▸ **TO BE DONE**
a – Recast the paragraph of the Peace Corps article that begins "Peace Corps volunteers started serving" as a short bulleted list that keeps its main facts.
b – Resume the article on Peace Corps volunteers in Iran, writing on from the sentence that closes its second paragraph.

الأربعاء، 24 أغسطس، 2011

The Ideal Americans | Iranian.com

The Ideal Americans | Iranian.com

The Ideal Americans

Reunion Peace Corps volunteers who served in Iran


The Ideal Americans
by Goudarz Eghtedari
23-Aug-2011
The founding of the Peace Corps is one of President John F. Kennedy's most remembered legacies. Then Senator Kennedy, arriving late to speak to students at the University of Michigan on October 14, 1960, found himself facing a crowd of 10,000 students at 2 o'clock in the morning. Speaking passionately, the presidential candidate challenged American youth to devote a part of their lives to living and working in Asia, Africa, and Latin America. Similar to his other significant message of "Ask not, what your country can do for you. Ask what, you can do for your country." John F. Kennedy’s motivating message resonated with the youth and most Americans. Their response was immediate: within weeks students organized a petition drive and gathered 1,000 signatures in support of the idea. Several hundred others pledged to serve. This response was crucial to Kennedy's decision to make the founding of a Peace Corps a priority. Starting in 1961, young Americans had an alternative to the Vietnam War; to serve the people of the world and be ambassadors of peace rather than acting as agents of aggression.
Peace Corps volunteers started serving the people of Africa and South America immediately and later, in 1962, Iran and Turkey also became destinations for them. Iran was not a familiar place on most minds, but the majority did not object when offered to go to Iran on the Peace Corps behalf. Almost all I have talked with went to world map or globe to find out where Iran was promptly after receiving the letter of acceptance from the Peace Corps. As Terence O'Donnell (Garden of Brave in war) is quoted to have said, the volunteers from small town Middle America did not have much of a problem adjusting to life in Iran, but those from large cities perhaps had more difficulty getting used to Iran of the 60s. Initially, the Peace Corps mission in Iran was focused on education, but later it expanded to include environmental training, urban planning, community development, health, agriculture, vocational education, and other programs. Although the majority were men, a small percentage of women also served alone or with their spouses. The Peace Corps in many cases provided short-term language and cultural training in the US as well as more in depth classes inside the country.

▸ **DATASET**
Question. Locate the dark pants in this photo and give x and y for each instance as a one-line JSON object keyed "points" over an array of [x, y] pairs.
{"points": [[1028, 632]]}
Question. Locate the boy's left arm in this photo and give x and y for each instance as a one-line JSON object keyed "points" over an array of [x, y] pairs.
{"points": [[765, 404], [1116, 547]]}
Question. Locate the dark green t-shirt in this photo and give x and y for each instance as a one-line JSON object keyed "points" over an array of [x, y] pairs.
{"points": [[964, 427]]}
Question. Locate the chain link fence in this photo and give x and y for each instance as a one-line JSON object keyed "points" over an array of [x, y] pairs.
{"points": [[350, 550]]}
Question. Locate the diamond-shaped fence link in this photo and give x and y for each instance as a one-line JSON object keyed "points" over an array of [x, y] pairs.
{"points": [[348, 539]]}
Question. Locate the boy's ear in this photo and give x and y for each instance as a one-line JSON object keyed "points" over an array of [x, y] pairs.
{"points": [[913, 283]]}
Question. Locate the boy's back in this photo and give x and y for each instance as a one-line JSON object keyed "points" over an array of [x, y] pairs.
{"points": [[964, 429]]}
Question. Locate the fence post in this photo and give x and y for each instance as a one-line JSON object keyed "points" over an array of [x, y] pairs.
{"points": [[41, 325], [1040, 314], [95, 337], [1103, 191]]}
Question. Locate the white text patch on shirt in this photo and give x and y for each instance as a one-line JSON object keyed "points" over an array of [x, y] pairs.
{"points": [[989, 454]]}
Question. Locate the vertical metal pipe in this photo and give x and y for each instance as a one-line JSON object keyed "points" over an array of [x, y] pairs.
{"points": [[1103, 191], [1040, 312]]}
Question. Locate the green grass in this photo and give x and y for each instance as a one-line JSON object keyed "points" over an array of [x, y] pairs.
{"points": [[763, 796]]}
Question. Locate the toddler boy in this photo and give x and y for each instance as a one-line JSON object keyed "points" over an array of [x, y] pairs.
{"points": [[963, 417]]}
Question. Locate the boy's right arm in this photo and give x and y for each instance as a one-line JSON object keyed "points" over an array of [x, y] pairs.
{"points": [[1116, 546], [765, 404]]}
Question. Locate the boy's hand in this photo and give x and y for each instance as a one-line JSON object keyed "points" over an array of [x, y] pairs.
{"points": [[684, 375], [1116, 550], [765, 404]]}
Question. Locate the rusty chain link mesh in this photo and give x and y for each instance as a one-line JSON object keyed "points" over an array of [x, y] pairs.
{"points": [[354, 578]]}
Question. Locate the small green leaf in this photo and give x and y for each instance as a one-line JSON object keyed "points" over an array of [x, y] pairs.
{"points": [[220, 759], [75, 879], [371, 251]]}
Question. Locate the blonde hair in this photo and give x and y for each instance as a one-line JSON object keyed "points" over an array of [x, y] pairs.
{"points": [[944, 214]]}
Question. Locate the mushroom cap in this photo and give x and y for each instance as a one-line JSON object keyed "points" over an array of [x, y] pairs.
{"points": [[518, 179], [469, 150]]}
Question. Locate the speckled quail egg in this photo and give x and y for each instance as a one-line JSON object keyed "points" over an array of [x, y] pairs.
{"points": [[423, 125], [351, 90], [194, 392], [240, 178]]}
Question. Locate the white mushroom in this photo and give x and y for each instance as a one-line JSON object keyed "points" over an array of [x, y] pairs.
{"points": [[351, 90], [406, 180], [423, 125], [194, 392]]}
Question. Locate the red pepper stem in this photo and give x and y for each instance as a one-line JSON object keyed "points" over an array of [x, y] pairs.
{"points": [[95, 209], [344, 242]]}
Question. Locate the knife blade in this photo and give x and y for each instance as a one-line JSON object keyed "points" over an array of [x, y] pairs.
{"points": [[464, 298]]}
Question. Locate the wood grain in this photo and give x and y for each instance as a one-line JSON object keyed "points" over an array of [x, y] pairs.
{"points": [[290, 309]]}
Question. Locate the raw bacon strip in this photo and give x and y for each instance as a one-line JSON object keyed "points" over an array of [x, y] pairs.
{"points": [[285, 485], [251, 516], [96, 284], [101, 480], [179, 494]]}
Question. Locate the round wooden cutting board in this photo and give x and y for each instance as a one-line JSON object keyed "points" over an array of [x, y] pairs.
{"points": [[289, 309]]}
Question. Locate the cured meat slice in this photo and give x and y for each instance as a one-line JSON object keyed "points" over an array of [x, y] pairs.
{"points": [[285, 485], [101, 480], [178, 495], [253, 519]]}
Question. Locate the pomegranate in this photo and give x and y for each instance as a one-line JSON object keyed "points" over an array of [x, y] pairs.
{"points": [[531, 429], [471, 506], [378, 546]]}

▸ **ANSWERS PER TASK**
a –
- Volunteers began serving in Africa and South America right away, and Iran and Turkey became destinations in 1962.
- Iran was unfamiliar to most volunteers, but most did not object to being sent there. Almost all of those the author spoke with looked Iran up on a map or globe soon after getting their acceptance letter.
- Terence O'Donnell is quoted as saying that volunteers from small-town Middle America adjusted easily. Those from large cities may have had more trouble with 1960s Iran.
- The mission started with education. It later expanded to environmental training, urban planning, community development, health, agriculture, vocational education and other programs.
- Most volunteers were men. A small percentage of women served alone or with their spouses.
- The Peace Corps often gave short-term language and cultural training in the US, plus more in-depth classes in Iran.

b –
By the end of 1976, when the Peace Corps stopped serving in Iran, close to 1800 volunteers had been sent to Iran and served tours of 2 to 6 years in remote areas of the country, from the Caspian Sea to the Persian Gulf and from Gonabad and Birjand to Mahabad and villages in Ilam. It is not clear why the Peace Corps decided to end their program in Iran. As I spoke with many of the volunteers who attended the reunion, it became apparent that several reason might have influenced the decision; Ambassador John Limbert, who was intimately involved with Peace Corps, and Jackie Spurlock, a member of the last group of volunteers serving in Iran up until 1976, believe that after 1973 when Iran’s revenue of oil quadrupled, the Shah and its government needed more expertise than what could come from volunteers. Hence private companies and consulting firms became partners of Iran as a rapidly developing country. On the other hand the majority of volunteers were interested in more remote and indigenous areas of the world, rather than the crowded urban life in Iran of the mid 70s.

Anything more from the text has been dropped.